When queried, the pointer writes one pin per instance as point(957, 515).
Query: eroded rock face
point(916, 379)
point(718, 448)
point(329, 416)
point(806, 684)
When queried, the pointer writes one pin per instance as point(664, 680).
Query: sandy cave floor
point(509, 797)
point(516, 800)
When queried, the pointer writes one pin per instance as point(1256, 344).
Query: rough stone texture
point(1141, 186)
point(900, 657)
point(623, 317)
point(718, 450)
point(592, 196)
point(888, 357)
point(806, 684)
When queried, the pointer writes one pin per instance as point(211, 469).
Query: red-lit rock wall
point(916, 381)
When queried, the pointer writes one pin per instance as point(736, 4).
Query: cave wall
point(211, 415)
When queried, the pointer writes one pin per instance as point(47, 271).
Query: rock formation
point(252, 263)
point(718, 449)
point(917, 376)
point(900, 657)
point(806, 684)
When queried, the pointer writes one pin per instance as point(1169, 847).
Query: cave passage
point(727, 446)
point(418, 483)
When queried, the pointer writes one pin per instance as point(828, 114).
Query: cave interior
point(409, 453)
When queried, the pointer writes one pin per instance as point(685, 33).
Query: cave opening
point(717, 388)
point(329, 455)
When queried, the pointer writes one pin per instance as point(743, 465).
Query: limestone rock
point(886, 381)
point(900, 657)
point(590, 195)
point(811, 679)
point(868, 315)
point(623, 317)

▸ **Instructions for the task**:
Starting at the line above that holds "Query: rock formation" and ending at the line that holds "as point(743, 465).", transcribe each line exactly and include no other lines.

▸ **Written answer**:
Query: rock formation
point(252, 263)
point(718, 449)
point(917, 376)
point(900, 657)
point(806, 684)
When queried, the pointer writes one pin per instance as point(1169, 847).
Query: cave passage
point(727, 446)
point(418, 483)
When queried, the pointer writes one pin per instance as point(828, 114).
Query: cave interior
point(409, 453)
When queried, the pointer writes one pin per instance as point(685, 33).
Query: cave opening
point(717, 388)
point(329, 455)
When queried, the pointer writes one pin per instance as point(743, 465).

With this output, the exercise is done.